Karen Kaeja & Nickeshia Garrick (Photo: Kevin Jones)

Harbourfront Torque Dance Series & Kaeja d’Dance/31 (TouchX + I am the Child of…), choreography by Karen and Allen Kaeja, Harbourfront Centre Theatre, Nov. 11 to 13. Tickets here.

Founded in 1990, Kaeja d’Dance is one of Toronto’s most enduring contemporary dance companies. Although co-artistic directors Karen and Allen Kaeja are in their 60s, they have never stopped looking forward, as their joint Harbourfront show demonstrates.

Karen has been working on her new piece TouchX for seven years, and key to the fabric of the work is the participation of everyday members of the community, along with professional dancers and students from the graduating class of School of Toronto Dance Theatre.

Allen has collaborated with Bruce Barton (Vertical City) to go high tech. His I am the Child of… features augmented reality (AR) and livecam footage which affords the audience the opportunity to view the show from their cell phones through a QR code, or through the dancers’ body cameras.

As Karen states, “My piece has the humans; Allen has the tech.”

The four of us (Karen, Allen, Barton and myself) had a long Zoom call to try to unpack the structure of this complex dance evening. In my case, it was coming to grips with the latest offering of the always surprising Kaejas.

What follows is a distillation of my many questions.

How did Kaeja d’Dance end up on Harbourfront’s Torque series — one of the most prestigious in the city?

--------

Task »
Reproduce the passage about Kaeja d'Dance word for word, from "Karen has been" to "Toronto Dance Theatre.".

Image point grounding data
--------

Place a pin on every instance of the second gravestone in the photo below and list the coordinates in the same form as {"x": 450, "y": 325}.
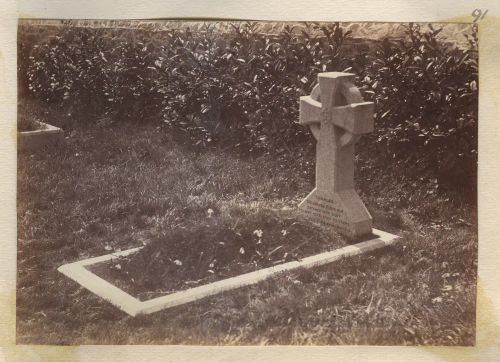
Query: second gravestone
{"x": 337, "y": 115}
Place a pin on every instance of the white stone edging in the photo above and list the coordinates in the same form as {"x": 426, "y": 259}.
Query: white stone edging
{"x": 36, "y": 139}
{"x": 77, "y": 271}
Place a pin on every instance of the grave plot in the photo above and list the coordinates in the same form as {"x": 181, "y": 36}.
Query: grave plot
{"x": 215, "y": 258}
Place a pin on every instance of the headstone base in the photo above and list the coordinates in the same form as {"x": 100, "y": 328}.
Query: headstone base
{"x": 341, "y": 211}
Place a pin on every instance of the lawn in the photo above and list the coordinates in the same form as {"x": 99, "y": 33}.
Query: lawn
{"x": 117, "y": 186}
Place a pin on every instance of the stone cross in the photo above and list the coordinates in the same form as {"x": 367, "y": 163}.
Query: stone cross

--------

Answer for the task »
Karen has been working on her new piece TouchX for seven years, and key to the fabric of the work is the participation of everyday members of the community, along with professional dancers and students from the graduating class of School of Toronto Dance Theatre.